* What to work on
Decide whether each statement matches the forecast discussion below, giving yes or no and quoting the words that settle it: 1. A backdoor cold front will cool the interior on Sunday. 2. Dry weather is likely Tuesday through Thursday. 3. Water temperatures to the east and south are in the 60s.

* Text block
#####

Area Forecast Discussion
National Weather Service Taunton MA
653 PM EDT FRI MAY 27 2016

Humid weather continues tonight with any lingering showers
diminishing but fog possible overnight. A backdoor cold front
will bring cooler temperatures to eastern MA Sunday but it will
remain very warm across the interior, where scattered showers and
thunderstorms likely develop during the afternoon. The potential
exists for a period of heavy rain very late Sunday night into
Memorial Day. Dry weather likely follows Tuesday through Thursday,
with above normal temperatures trending back to seasonable levels
by late in the week. A cold front approaches on Friday with a
chance of showers.



The remaining showers should diminish this evening. Concern now
turns to fog formation overnight. Current dew points 55 to 65
while water temps east and south are in the 50s. Satellite imagery
continues to show fog along the Maine coast and farther offshore.

With light winds and increasing moisture in the air, we are likely
to have another round of fog. This will favor coastal areas as
well as typical inland fog spots. The fog may be locally dense,
and may require a dense fog advisory once confidence is higher in
its location.

#####

* Records provided
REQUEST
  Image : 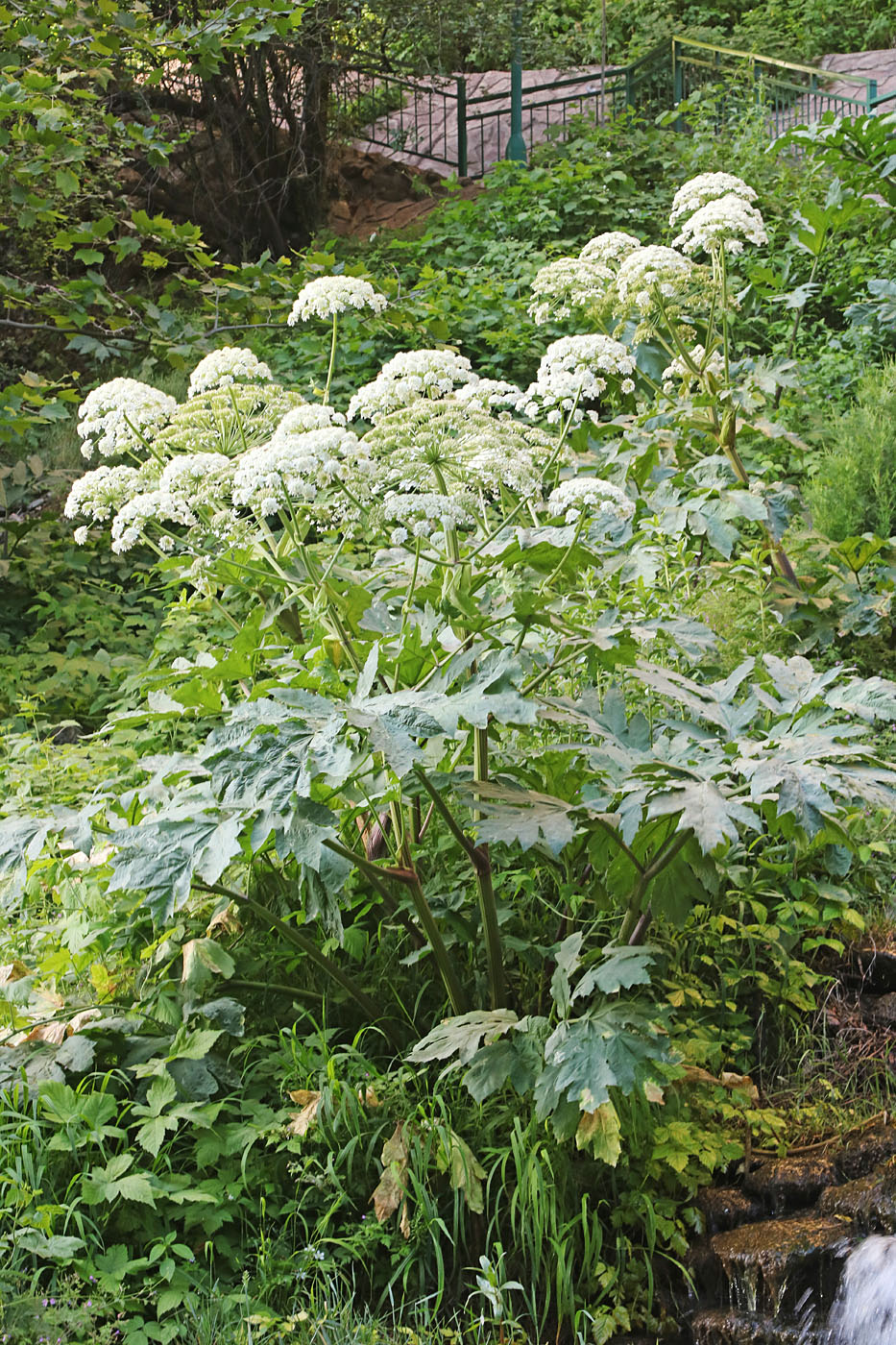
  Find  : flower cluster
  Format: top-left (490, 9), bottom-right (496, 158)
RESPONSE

#####

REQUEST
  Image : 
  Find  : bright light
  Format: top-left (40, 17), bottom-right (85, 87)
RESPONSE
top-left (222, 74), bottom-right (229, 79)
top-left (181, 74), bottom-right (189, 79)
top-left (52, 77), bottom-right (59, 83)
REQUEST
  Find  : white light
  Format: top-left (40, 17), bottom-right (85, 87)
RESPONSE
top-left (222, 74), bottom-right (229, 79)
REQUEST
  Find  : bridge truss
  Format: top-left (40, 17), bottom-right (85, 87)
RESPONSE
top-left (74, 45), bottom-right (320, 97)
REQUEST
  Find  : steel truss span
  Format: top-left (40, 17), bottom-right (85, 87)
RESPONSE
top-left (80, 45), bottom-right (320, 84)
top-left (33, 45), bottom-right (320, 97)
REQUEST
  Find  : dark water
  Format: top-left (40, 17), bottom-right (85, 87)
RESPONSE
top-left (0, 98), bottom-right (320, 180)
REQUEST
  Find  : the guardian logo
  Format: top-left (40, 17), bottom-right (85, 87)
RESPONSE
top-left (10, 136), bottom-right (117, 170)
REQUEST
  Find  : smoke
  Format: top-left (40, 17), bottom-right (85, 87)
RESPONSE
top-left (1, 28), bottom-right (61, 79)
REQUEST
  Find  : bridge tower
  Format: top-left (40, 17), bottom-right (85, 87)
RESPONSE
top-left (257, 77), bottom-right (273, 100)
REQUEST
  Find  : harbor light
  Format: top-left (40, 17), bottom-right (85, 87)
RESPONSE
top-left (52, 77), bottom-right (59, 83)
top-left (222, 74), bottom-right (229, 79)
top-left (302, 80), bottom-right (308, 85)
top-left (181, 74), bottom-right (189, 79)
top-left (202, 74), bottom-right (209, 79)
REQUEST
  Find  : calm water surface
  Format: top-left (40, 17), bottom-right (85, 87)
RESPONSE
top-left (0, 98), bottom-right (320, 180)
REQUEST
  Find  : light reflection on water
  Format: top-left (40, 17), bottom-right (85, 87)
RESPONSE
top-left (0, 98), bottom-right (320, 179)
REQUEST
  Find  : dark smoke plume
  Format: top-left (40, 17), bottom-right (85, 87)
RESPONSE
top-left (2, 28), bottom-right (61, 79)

#####

* Solution to this task
1. No: "A backdoor cold front will bring cooler temperatures to eastern MA Sunday but it will remain very warm across the interior"
2. Yes: "Dry weather likely follows Tuesday through Thursday"
3. No: "water temps east and south are in the 50s"